**TEXTE RETENU:**

Sur un mur – Athènes 9 mai 2012
« Je vous interpelle depuis l’île de Crète, je suis un agriculteur de la région de la Canée. J’ai toujours voté à droite et je me considère comme quelqu’un de droite. J’ai voté SYRIZA à ces élections et je revoterai SYRIZA, car Samaras, sa Nouvelle Démocratie et les autres, ont trahi. Je préfère immobiliser ma voiture et me déplacer désormais sur le dos de mon âne, plutôt que de céder devant chantage et l’esclavage imposés par l’Europe », (message d’un auditeur – radio Real-Fm ce jeudi matin).

Dans les cafés de la capitale on entendra difficilement autre chose. Tous les dieux du système bruxellois, pour ne pas dire du système-monde, nous tombent sur la tête. C’est intéressant !

 

Athènes 9 mai 2012
Les dernières déclarations depuis l’euro-centre, mêlant savamment la dramatisation et le chantage peuvent ne pas produire les effets escomptés me semble-t-il, même si, « (…) la Grèce va recevoir, jeudi 10 mai, 4,2 milliards d’euros sur les 5,2 milliards que ses créanciers devaient lui verser à cette date, a annoncé mercredi le Fonds de secours de la zone euro (FESF) dans un communiqué, précisant que la Grèce n’avait pas besoin du milliard restant avant juin. (…) Si la Grèce veut rester, il n’y a pas de meilleure voie que celle que nous avons adoptée, on ne peut pas avoir l’un (le sauvetage financier) sans l’autre » (les économies et les réformes), a affirmé le ministre allemand des finances, Wolfgang Schäuble, lors d’un colloque à Bruxelles. Le ministre allemand des affaires étrangères, Guido Westerwelle, a lui aussi estimé qu’Athènes ne recevrait plus d’argent sans respect des engagements vis-à-vis de ses créanciers. Son homologue luxembourgeois, Jean Asselborn, est sur la même ligne. « Nous devons dire à présent au peuple grec que la situation est sérieuse, qu’aucun pays de l’UE ne pourra débloquer ne serait-ce qu’une parcelle de ces 130 milliards d’euros que nous avons mis à la disposition des Grecs s’il n’y a pas de gouvernement en état de fonctionner, qui respecte les règles établies et gère l’argent qui est versé », a-t-il dit lors du même colloque à Bruxelles », (Le Monde, édition électronique du 10/05).

**LIGNES DE DONNÉES:**
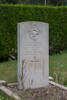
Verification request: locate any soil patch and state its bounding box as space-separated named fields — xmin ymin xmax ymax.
xmin=7 ymin=84 xmax=67 ymax=100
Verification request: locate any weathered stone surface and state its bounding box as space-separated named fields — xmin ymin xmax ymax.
xmin=18 ymin=22 xmax=49 ymax=89
xmin=0 ymin=80 xmax=7 ymax=86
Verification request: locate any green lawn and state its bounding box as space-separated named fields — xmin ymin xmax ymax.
xmin=0 ymin=51 xmax=67 ymax=86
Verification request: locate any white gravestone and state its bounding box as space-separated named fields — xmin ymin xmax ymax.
xmin=18 ymin=21 xmax=49 ymax=89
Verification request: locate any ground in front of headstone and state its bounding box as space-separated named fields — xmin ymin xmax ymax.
xmin=7 ymin=84 xmax=67 ymax=100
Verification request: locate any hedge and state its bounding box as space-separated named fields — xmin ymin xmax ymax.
xmin=0 ymin=4 xmax=67 ymax=58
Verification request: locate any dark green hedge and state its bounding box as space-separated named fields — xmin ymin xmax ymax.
xmin=0 ymin=5 xmax=67 ymax=58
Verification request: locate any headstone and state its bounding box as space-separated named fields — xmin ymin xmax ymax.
xmin=18 ymin=21 xmax=49 ymax=89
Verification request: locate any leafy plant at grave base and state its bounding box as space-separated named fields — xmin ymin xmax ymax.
xmin=0 ymin=4 xmax=67 ymax=59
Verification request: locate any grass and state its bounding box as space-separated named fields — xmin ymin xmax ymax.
xmin=49 ymin=51 xmax=67 ymax=86
xmin=0 ymin=51 xmax=67 ymax=86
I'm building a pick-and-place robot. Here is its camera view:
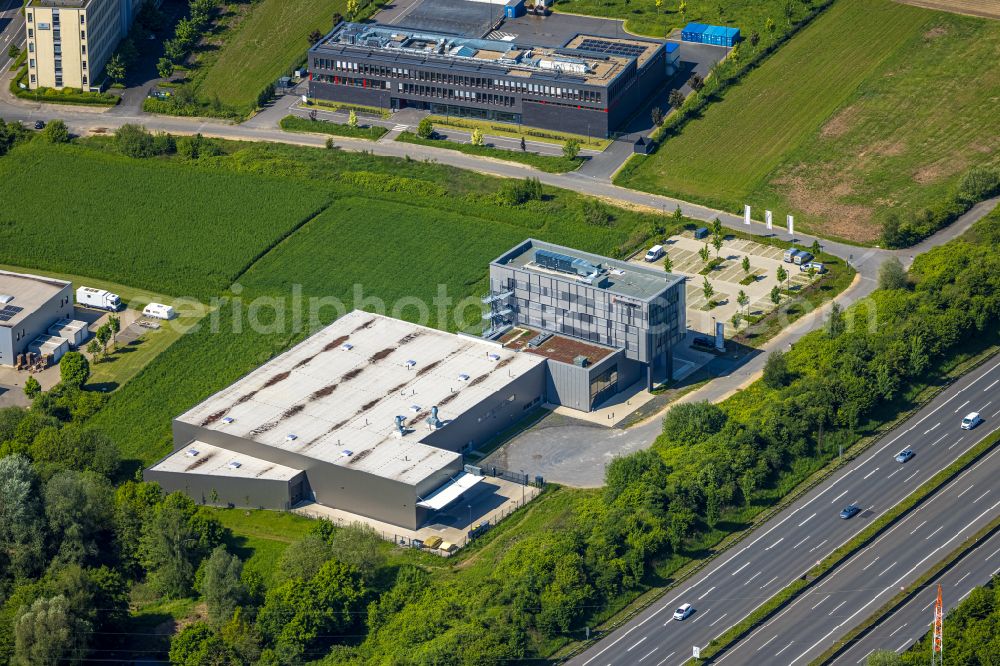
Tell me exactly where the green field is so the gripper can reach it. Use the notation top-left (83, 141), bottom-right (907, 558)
top-left (555, 0), bottom-right (818, 37)
top-left (198, 0), bottom-right (347, 107)
top-left (619, 0), bottom-right (1000, 242)
top-left (0, 141), bottom-right (328, 298)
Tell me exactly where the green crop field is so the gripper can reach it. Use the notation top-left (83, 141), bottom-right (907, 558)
top-left (555, 0), bottom-right (813, 37)
top-left (619, 0), bottom-right (1000, 242)
top-left (199, 0), bottom-right (347, 107)
top-left (0, 141), bottom-right (328, 298)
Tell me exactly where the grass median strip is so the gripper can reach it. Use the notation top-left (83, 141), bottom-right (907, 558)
top-left (809, 516), bottom-right (1000, 666)
top-left (688, 431), bottom-right (1000, 664)
top-left (278, 116), bottom-right (389, 141)
top-left (396, 132), bottom-right (583, 173)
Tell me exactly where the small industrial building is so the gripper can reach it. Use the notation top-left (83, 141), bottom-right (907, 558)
top-left (484, 239), bottom-right (687, 394)
top-left (309, 19), bottom-right (668, 137)
top-left (0, 271), bottom-right (73, 366)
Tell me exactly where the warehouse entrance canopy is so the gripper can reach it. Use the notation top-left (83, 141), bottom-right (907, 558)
top-left (417, 474), bottom-right (483, 511)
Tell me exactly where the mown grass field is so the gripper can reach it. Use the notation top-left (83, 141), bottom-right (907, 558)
top-left (0, 141), bottom-right (328, 298)
top-left (555, 0), bottom-right (810, 37)
top-left (199, 0), bottom-right (347, 107)
top-left (619, 0), bottom-right (1000, 242)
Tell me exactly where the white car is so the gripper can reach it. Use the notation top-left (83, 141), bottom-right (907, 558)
top-left (962, 412), bottom-right (983, 430)
top-left (674, 604), bottom-right (694, 620)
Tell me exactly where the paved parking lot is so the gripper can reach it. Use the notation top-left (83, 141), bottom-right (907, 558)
top-left (632, 231), bottom-right (810, 337)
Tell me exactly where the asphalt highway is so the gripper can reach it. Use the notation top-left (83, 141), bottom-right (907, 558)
top-left (715, 440), bottom-right (1000, 666)
top-left (570, 357), bottom-right (1000, 666)
top-left (830, 524), bottom-right (1000, 666)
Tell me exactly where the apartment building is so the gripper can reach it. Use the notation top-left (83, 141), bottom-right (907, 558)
top-left (24, 0), bottom-right (145, 90)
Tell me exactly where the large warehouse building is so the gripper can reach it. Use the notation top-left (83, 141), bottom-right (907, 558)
top-left (145, 240), bottom-right (685, 529)
top-left (145, 310), bottom-right (545, 529)
top-left (309, 23), bottom-right (667, 137)
top-left (0, 271), bottom-right (75, 366)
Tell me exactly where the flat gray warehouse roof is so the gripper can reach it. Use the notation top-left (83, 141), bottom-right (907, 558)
top-left (177, 310), bottom-right (545, 483)
top-left (150, 442), bottom-right (301, 481)
top-left (0, 271), bottom-right (70, 328)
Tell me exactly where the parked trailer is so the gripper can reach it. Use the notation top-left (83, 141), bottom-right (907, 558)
top-left (76, 287), bottom-right (122, 312)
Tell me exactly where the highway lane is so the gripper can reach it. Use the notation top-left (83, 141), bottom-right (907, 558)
top-left (715, 440), bottom-right (1000, 666)
top-left (570, 357), bottom-right (1000, 666)
top-left (830, 524), bottom-right (1000, 666)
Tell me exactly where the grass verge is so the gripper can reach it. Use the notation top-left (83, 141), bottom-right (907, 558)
top-left (688, 431), bottom-right (1000, 664)
top-left (396, 132), bottom-right (583, 173)
top-left (809, 516), bottom-right (1000, 666)
top-left (278, 116), bottom-right (389, 141)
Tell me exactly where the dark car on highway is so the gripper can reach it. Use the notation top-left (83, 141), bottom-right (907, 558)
top-left (840, 504), bottom-right (861, 520)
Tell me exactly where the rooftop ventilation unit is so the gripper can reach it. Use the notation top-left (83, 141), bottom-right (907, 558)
top-left (427, 406), bottom-right (444, 430)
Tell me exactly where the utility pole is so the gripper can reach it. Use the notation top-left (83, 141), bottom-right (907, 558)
top-left (931, 583), bottom-right (944, 666)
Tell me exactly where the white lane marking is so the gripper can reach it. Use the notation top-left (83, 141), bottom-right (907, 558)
top-left (708, 613), bottom-right (729, 627)
top-left (809, 539), bottom-right (827, 553)
top-left (625, 636), bottom-right (649, 652)
top-left (639, 647), bottom-right (660, 661)
top-left (757, 634), bottom-right (778, 652)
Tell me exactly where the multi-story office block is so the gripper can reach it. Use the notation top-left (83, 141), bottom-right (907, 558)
top-left (309, 23), bottom-right (667, 137)
top-left (484, 240), bottom-right (686, 402)
top-left (24, 0), bottom-right (144, 90)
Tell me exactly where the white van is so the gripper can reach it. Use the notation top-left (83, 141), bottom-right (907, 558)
top-left (142, 303), bottom-right (177, 319)
top-left (646, 245), bottom-right (664, 262)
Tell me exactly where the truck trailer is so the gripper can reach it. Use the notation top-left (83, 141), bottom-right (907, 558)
top-left (76, 287), bottom-right (122, 312)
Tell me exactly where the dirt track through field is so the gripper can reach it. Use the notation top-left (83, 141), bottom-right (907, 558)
top-left (896, 0), bottom-right (1000, 19)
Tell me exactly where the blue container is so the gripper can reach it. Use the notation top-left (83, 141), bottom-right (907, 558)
top-left (681, 23), bottom-right (708, 44)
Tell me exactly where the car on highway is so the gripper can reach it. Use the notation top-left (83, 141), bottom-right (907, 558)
top-left (674, 604), bottom-right (694, 620)
top-left (840, 504), bottom-right (861, 520)
top-left (962, 412), bottom-right (983, 430)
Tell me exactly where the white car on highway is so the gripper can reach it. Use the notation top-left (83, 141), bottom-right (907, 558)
top-left (962, 412), bottom-right (983, 430)
top-left (674, 604), bottom-right (694, 620)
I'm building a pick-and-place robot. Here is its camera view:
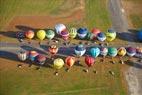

**DÉTAILS DE L'ÉNONCÉ:** Dans le texte sur la crise grecque de mai 2012, recopiez mot pour mot le passage qui débute aux mots « Sur un mur – » et s'achève après « C’est intéressant ! ».

**CORRIGÉ PROPOSÉ:**
Sur un mur – Athènes 9 mai 2012
« Je vous interpelle depuis l’île de Crète, je suis un agriculteur de la région de la Canée. J’ai toujours voté à droite et je me considère comme quelqu’un de droite. J’ai voté SYRIZA à ces élections et je revoterai SYRIZA, car Samaras, sa Nouvelle Démocratie et les autres, ont trahi. Je préfère immobiliser ma voiture et me déplacer désormais sur le dos de mon âne, plutôt que de céder devant chantage et l’esclavage imposés par l’Europe », (message d’un auditeur – radio Real-Fm ce jeudi matin).

Dans les cafés de la capitale on entendra difficilement autre chose. Tous les dieux du système bruxellois, pour ne pas dire du système-monde, nous tombent sur la tête. C’est intéressant !